Aim of the exercise =>
Please shift every answer point by adding 38 to each of its coordinates, and write out all lines of every item again with the requests included.

Input rows =>
***

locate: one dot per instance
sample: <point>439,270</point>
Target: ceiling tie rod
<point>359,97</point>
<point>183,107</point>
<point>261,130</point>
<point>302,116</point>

***

Worked answer =>
locate: one dot per instance
sample: <point>439,270</point>
Target: ceiling tie rod
<point>397,135</point>
<point>221,145</point>
<point>299,168</point>
<point>340,154</point>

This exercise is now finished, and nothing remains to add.